> _WHAT THIS TASK INVOLVES_
Restate the records below exactly. Pictures are not part of the copy.

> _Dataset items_
════════

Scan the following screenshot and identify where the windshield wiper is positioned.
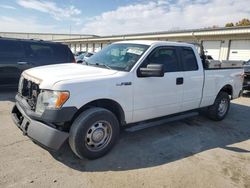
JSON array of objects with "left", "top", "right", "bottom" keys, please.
[{"left": 95, "top": 63, "right": 112, "bottom": 70}]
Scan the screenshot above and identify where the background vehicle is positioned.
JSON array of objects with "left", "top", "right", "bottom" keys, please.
[
  {"left": 0, "top": 37, "right": 75, "bottom": 88},
  {"left": 74, "top": 51, "right": 86, "bottom": 57},
  {"left": 75, "top": 52, "right": 86, "bottom": 63},
  {"left": 75, "top": 52, "right": 94, "bottom": 63},
  {"left": 243, "top": 59, "right": 250, "bottom": 91},
  {"left": 12, "top": 41, "right": 243, "bottom": 160},
  {"left": 205, "top": 55, "right": 213, "bottom": 60}
]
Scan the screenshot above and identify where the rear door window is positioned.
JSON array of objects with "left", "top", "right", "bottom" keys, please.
[
  {"left": 52, "top": 44, "right": 74, "bottom": 63},
  {"left": 0, "top": 40, "right": 25, "bottom": 85},
  {"left": 26, "top": 43, "right": 73, "bottom": 65}
]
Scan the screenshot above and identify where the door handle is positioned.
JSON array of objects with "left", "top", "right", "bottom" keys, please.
[
  {"left": 17, "top": 61, "right": 28, "bottom": 65},
  {"left": 176, "top": 77, "right": 184, "bottom": 85}
]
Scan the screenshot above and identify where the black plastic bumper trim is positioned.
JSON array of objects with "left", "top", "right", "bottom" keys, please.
[{"left": 11, "top": 103, "right": 69, "bottom": 150}]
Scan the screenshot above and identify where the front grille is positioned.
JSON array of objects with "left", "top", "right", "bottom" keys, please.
[{"left": 19, "top": 76, "right": 40, "bottom": 110}]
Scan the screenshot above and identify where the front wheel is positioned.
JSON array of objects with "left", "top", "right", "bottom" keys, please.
[
  {"left": 206, "top": 91, "right": 230, "bottom": 121},
  {"left": 69, "top": 107, "right": 120, "bottom": 159}
]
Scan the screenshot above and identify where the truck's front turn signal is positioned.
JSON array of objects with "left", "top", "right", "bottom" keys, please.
[{"left": 55, "top": 92, "right": 70, "bottom": 109}]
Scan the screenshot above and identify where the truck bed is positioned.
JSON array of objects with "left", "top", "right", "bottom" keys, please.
[{"left": 200, "top": 68, "right": 243, "bottom": 108}]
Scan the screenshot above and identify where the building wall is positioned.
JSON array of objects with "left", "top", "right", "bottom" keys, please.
[
  {"left": 198, "top": 35, "right": 250, "bottom": 60},
  {"left": 2, "top": 27, "right": 249, "bottom": 61},
  {"left": 0, "top": 32, "right": 95, "bottom": 41},
  {"left": 66, "top": 33, "right": 250, "bottom": 61}
]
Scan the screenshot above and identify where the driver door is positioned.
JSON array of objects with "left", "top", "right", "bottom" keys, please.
[{"left": 132, "top": 46, "right": 184, "bottom": 122}]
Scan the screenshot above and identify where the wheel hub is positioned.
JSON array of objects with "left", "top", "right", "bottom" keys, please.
[
  {"left": 85, "top": 121, "right": 112, "bottom": 151},
  {"left": 218, "top": 99, "right": 228, "bottom": 116},
  {"left": 92, "top": 128, "right": 105, "bottom": 143}
]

════════

> _RESULT OF THIS TASK_
Scan the following screenshot and identify where the windshield wiper is positioned.
JSON array of objects with "left", "top", "right", "bottom" keys, please.
[{"left": 95, "top": 63, "right": 112, "bottom": 70}]
Scan the screenshot above and identify where the background vehicle is positioned.
JSON array of objects with "left", "top", "right", "bottom" keys, please.
[
  {"left": 0, "top": 37, "right": 75, "bottom": 88},
  {"left": 74, "top": 51, "right": 86, "bottom": 57},
  {"left": 75, "top": 52, "right": 86, "bottom": 63},
  {"left": 75, "top": 52, "right": 94, "bottom": 63},
  {"left": 243, "top": 59, "right": 250, "bottom": 91},
  {"left": 12, "top": 41, "right": 243, "bottom": 160},
  {"left": 205, "top": 55, "right": 213, "bottom": 60}
]
Scan the screenshot above and identify where the rear door window is positioned.
JSON array of objects with "left", "top", "right", "bottom" keys, please.
[
  {"left": 52, "top": 44, "right": 74, "bottom": 63},
  {"left": 0, "top": 40, "right": 25, "bottom": 85},
  {"left": 26, "top": 43, "right": 73, "bottom": 65}
]
Scan the screenshot above and identify where the door handle is positioned.
JSON array of objects with "left", "top", "right", "bottom" keys, please.
[
  {"left": 17, "top": 61, "right": 28, "bottom": 65},
  {"left": 176, "top": 77, "right": 184, "bottom": 85}
]
Scan the screenshot above and identify where the black plastic bumper trim is positioned.
JSON array of objects with "left", "top", "right", "bottom" keys, please.
[{"left": 11, "top": 103, "right": 69, "bottom": 150}]
Scan the screenshot above and identify where the front grille is positioned.
JSON array of objects with "left", "top", "right", "bottom" keys, please.
[{"left": 19, "top": 76, "right": 40, "bottom": 110}]
Scan the screenshot above and identify where the front wheel is positioned.
JSON array of objects with "left", "top", "right", "bottom" keys, please.
[
  {"left": 206, "top": 91, "right": 230, "bottom": 121},
  {"left": 69, "top": 107, "right": 120, "bottom": 159}
]
Scan the screenshot above and identify where the truck's front turn signal is positioned.
JSON array of objects with "left", "top", "right", "bottom" keys, please.
[{"left": 55, "top": 92, "right": 70, "bottom": 109}]
Scan the screenshot above and identify where the truck bed is positioned.
JSON array of objects with "left", "top", "right", "bottom" keys, please.
[{"left": 200, "top": 68, "right": 243, "bottom": 108}]
Scan the screenshot above and identify where the building wall is positioned.
JSON array of objects with "left", "top", "right", "bottom" keys, please.
[
  {"left": 198, "top": 35, "right": 250, "bottom": 60},
  {"left": 2, "top": 27, "right": 249, "bottom": 61},
  {"left": 0, "top": 32, "right": 95, "bottom": 41},
  {"left": 66, "top": 33, "right": 250, "bottom": 61}
]
Scan the screenshot above and identify where the driver door is positioned.
JSON array of objects with "left", "top", "right", "bottom" keys, please.
[{"left": 132, "top": 46, "right": 184, "bottom": 122}]
Scan the screenshot above and identify where the wheel hub is positioned.
JSON array of objects with "left", "top", "right", "bottom" keys, please.
[
  {"left": 85, "top": 121, "right": 112, "bottom": 151},
  {"left": 218, "top": 99, "right": 228, "bottom": 116},
  {"left": 92, "top": 128, "right": 105, "bottom": 143}
]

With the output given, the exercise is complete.